======== LISTED ENTRIES ========

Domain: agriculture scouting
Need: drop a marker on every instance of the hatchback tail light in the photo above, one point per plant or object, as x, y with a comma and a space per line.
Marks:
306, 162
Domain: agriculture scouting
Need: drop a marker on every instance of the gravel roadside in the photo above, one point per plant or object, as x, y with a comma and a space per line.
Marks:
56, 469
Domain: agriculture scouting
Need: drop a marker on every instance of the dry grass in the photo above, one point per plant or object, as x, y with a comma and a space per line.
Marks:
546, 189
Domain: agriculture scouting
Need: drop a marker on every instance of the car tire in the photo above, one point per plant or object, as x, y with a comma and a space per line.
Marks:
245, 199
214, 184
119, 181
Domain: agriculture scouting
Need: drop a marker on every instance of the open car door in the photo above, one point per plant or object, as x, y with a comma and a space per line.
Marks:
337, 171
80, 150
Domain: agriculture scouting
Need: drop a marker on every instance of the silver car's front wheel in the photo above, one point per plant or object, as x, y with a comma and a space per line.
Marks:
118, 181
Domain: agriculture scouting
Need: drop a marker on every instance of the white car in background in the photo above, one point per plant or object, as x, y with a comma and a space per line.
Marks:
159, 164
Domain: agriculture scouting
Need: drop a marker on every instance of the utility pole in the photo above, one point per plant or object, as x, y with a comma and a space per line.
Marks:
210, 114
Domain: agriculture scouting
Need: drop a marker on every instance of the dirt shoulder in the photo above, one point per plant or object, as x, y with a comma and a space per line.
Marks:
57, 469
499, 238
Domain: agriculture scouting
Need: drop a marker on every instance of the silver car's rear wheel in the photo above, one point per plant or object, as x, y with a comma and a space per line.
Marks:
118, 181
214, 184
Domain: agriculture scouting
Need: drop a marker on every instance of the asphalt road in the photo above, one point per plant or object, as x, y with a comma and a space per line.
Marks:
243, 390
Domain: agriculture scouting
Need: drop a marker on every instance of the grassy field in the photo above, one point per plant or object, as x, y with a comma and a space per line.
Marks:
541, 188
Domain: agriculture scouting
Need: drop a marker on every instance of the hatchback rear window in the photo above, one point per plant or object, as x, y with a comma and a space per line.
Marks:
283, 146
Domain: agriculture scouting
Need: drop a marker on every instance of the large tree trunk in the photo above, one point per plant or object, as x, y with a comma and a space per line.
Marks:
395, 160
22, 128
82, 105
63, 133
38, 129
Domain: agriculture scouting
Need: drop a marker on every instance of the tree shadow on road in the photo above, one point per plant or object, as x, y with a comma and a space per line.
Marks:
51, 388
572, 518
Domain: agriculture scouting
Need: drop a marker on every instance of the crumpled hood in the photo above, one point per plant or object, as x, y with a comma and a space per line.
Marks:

========

-- YOUR INSTRUCTIONS --
Count the lines in the entries above that contain the string "hatchback" with the same capitalization, and give only that number.

-- WRITTEN SOLUTION --
2